Exercise aim -
Your task is to output the listing word for word, with pictures excluded.

Extracted information -

━━━━

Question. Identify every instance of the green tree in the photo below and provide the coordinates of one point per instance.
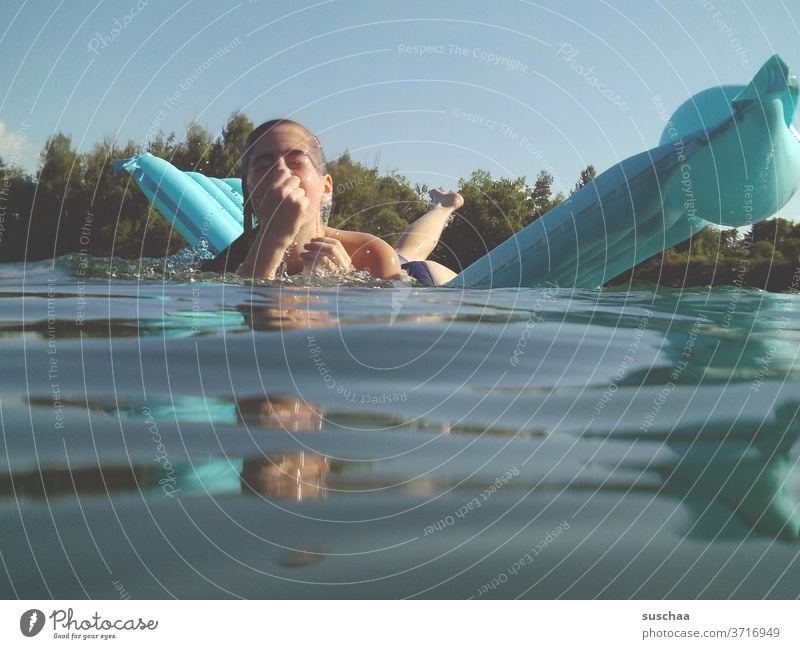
(225, 159)
(193, 152)
(587, 176)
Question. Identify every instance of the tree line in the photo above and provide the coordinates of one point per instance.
(74, 203)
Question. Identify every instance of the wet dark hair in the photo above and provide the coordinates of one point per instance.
(316, 154)
(230, 258)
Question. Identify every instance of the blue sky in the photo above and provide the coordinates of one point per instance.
(432, 90)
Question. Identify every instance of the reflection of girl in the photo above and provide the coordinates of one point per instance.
(287, 190)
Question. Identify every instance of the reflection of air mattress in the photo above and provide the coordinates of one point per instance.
(728, 156)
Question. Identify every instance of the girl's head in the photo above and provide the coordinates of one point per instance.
(282, 144)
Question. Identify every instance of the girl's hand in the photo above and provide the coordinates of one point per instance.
(326, 253)
(280, 205)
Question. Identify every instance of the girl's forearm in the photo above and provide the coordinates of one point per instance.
(264, 258)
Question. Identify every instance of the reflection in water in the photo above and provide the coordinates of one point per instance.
(286, 310)
(741, 464)
(298, 477)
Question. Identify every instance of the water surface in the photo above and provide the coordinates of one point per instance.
(185, 437)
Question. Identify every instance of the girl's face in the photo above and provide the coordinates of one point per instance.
(288, 147)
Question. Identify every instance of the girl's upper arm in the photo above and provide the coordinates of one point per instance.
(368, 252)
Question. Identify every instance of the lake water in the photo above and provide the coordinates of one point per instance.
(166, 437)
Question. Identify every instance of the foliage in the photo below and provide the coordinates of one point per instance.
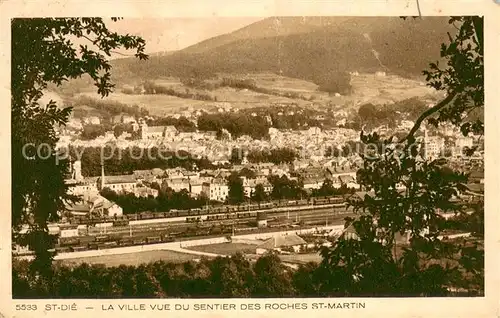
(284, 188)
(236, 192)
(126, 161)
(182, 124)
(152, 88)
(217, 278)
(43, 52)
(376, 260)
(237, 124)
(167, 199)
(259, 194)
(276, 156)
(109, 107)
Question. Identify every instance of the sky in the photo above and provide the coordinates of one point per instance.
(169, 34)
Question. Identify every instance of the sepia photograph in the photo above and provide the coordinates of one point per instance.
(233, 157)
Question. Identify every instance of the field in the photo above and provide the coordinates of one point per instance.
(367, 88)
(132, 259)
(301, 258)
(226, 248)
(158, 105)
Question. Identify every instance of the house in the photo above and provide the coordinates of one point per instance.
(313, 183)
(280, 243)
(250, 184)
(195, 187)
(156, 132)
(126, 119)
(119, 184)
(216, 190)
(92, 120)
(96, 205)
(68, 230)
(178, 184)
(144, 192)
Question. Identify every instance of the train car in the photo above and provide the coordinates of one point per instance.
(70, 241)
(92, 246)
(121, 223)
(266, 205)
(153, 239)
(102, 238)
(193, 219)
(106, 245)
(63, 249)
(196, 211)
(79, 248)
(139, 241)
(147, 216)
(168, 238)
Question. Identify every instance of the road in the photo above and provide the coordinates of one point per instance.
(320, 216)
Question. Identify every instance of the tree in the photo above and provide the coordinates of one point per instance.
(236, 156)
(236, 192)
(377, 261)
(272, 278)
(259, 193)
(43, 51)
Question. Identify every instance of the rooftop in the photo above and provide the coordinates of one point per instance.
(283, 241)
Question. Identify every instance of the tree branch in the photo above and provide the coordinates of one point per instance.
(427, 113)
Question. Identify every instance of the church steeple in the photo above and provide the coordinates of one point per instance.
(102, 175)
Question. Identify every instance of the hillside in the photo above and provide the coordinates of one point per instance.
(311, 49)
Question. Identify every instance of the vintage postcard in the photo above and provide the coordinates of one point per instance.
(262, 158)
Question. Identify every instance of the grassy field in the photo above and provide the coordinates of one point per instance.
(301, 258)
(132, 259)
(225, 248)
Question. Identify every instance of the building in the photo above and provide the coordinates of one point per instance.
(462, 142)
(434, 145)
(281, 243)
(249, 185)
(119, 184)
(157, 132)
(216, 190)
(68, 230)
(97, 205)
(145, 192)
(195, 187)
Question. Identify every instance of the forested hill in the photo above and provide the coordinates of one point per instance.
(306, 48)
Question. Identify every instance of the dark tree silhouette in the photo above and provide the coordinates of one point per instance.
(43, 52)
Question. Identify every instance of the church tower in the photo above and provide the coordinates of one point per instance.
(102, 181)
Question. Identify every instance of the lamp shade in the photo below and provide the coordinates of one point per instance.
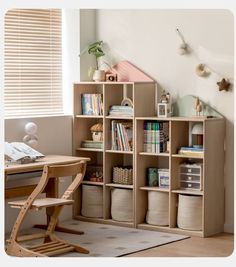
(197, 128)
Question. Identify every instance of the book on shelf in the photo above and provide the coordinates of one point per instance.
(92, 104)
(191, 151)
(121, 135)
(92, 144)
(125, 111)
(156, 135)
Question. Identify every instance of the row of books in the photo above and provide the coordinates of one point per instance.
(126, 111)
(121, 135)
(191, 151)
(92, 104)
(156, 135)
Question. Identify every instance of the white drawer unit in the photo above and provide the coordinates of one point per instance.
(190, 176)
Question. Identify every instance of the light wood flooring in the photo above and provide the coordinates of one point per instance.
(221, 245)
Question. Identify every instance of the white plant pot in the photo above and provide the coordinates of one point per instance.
(99, 75)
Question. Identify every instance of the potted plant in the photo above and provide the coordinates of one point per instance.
(96, 49)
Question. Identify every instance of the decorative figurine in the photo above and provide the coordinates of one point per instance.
(198, 107)
(97, 132)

━━━━

Solution -
Question. Identify every instance of the green tree in the photo below and provide the coordinates of one point per instance.
(225, 159)
(193, 152)
(587, 176)
Question. Identify every instance of the tree line in the photo above and provide the coordinates of one point per instance.
(74, 203)
Question. Identify every instance of the wet dark hair in the photo above and provide the coordinates of one point per instance.
(316, 154)
(230, 258)
Question. Identify every instance of the blue sky in the photo above and provide the coordinates of one point per instance.
(432, 90)
Question. Identify every instance of the reflection of girl in the photo above and provide the coordinates of one point per instance.
(287, 190)
Question. Identify every instance of the reflection of air mattress in the photo above and provide the coordinates of one point per instance.
(728, 156)
Question. Identify every instance of the girl's head in the photo above and provide the coordinates of one point per instance.
(282, 144)
Question. Identify every instance of the girl's hand in the photo above and provide the coordinates of one point per instance.
(326, 253)
(280, 205)
Question. Identify every instance of the girl's forearm in the photo above and provide the coordinates of one point per instance.
(264, 258)
Question. Identify every instance of the reflection in water in the photo above and provide the coordinates of one point per instance.
(286, 310)
(741, 464)
(298, 477)
Question. Identify every instance of the water surface in the photo above and provide the coordinates of one point per instance.
(185, 437)
Question. Identify every instance of the girl's face in the photo above and provide the coordinates of one point per instance.
(288, 147)
Question. Identify every instance of the girl's upper arm in the photo above and provide the coordinates of one point per instance.
(368, 252)
Question. Identify every instance of the lake water in the photo above and provide the coordinates of one point per instance.
(166, 437)
Question. Identify every instance of the foliage in the photo below and provide the coordinates of one point per instance.
(284, 188)
(236, 192)
(126, 161)
(182, 124)
(152, 88)
(217, 278)
(43, 52)
(376, 260)
(237, 124)
(167, 199)
(259, 194)
(276, 156)
(109, 107)
Question. Identify every instance of the sky in the photo above and provide the coordinates of one point per instance.
(169, 34)
Question. Identify every instance of the sepia photograph in the photo above and provide the coordinates of one point per instance.
(233, 157)
Question. Identify every instance of the field in the photo above and provide the coordinates of one point per instance.
(367, 88)
(132, 259)
(301, 258)
(226, 248)
(158, 105)
Question. Identify every instance of the house in the photo above and provide the coordinates of one point per instance.
(313, 183)
(280, 243)
(250, 184)
(195, 187)
(156, 132)
(126, 119)
(119, 184)
(216, 190)
(92, 120)
(96, 205)
(68, 230)
(178, 184)
(144, 192)
Question. Identify every instance of the train car in the photo above and provide the coordinates of one point per instance.
(70, 241)
(92, 246)
(121, 223)
(266, 205)
(153, 239)
(102, 238)
(193, 219)
(106, 245)
(63, 249)
(196, 211)
(79, 248)
(139, 241)
(147, 216)
(168, 238)
Question. Identify every instance of the road in the photo above and provide the coordinates of one point per instance.
(320, 216)
Question. Identify every instance of the tree in the photo above and provide the coordinates of one point per instance.
(236, 156)
(236, 192)
(377, 261)
(272, 278)
(259, 193)
(43, 51)
Question. Identify every instance of the rooftop in the photo above and provide the coordinates of one point per instance.
(283, 241)
Question. Identify every instance of the tree branch in the photo above and provide the coordinates of one point per instance.
(427, 113)
Question. Identify every instance of the church steeple in the photo above and provide the coordinates of one point per instance.
(102, 175)
Question. Identify every instance of the hillside in the photo above and provide the coordinates of one point per instance.
(311, 49)
Question. Identify every instance of the vintage postcard in the photo above and provide the coordinates of one point per instance.
(262, 158)
Question. Identify every instance of the grassy field in the photo above and provide the coordinates of one point per instance.
(301, 258)
(132, 259)
(225, 248)
Question. Identify every instance of the building in the photo above and provide the coordinates of one point per instance.
(462, 142)
(434, 145)
(281, 243)
(249, 185)
(119, 184)
(157, 132)
(216, 190)
(68, 230)
(97, 205)
(145, 192)
(195, 187)
Question. Identify every instance of the forested hill in the photo above and provide the coordinates of one point per instance.
(306, 48)
Question. Identify every instance of the dark tree silhouette in the photo above and provide the coordinates of one point per instance.
(43, 52)
Question. Identify every instance of the church tower in the photo above and provide the coordinates of one point per instance.
(102, 181)
Question. Identify every instance of the lamp shade in the photo below and provide the coordinates of one point per instance.
(197, 128)
Question. Identify every instance of the book on shelf in the photo above and provide the coordinates of one point per instance.
(92, 104)
(191, 151)
(121, 135)
(92, 144)
(125, 111)
(156, 135)
Question. Identify every instance of the row of books in the photo above and provide the coordinates of one point per instance.
(126, 111)
(121, 135)
(191, 151)
(92, 104)
(156, 135)
Question. Identify every instance of the white drawer unit in the photo above and provide the coordinates of one point per instance.
(190, 176)
Question. Identify every instance of the light wood flooring in the photo above and provide the coordinates of one point per instance.
(221, 245)
Question. Identify every instance of the white plant pot in the photo above and provide the coordinates of one point per instance.
(99, 75)
Question. Identify every instance of the potted plant in the photo above and provide the coordinates of one point per instance.
(96, 49)
Question. Identify every instance of the decorative figurine in the photo above and provide the coordinates of one point per instance.
(198, 107)
(97, 132)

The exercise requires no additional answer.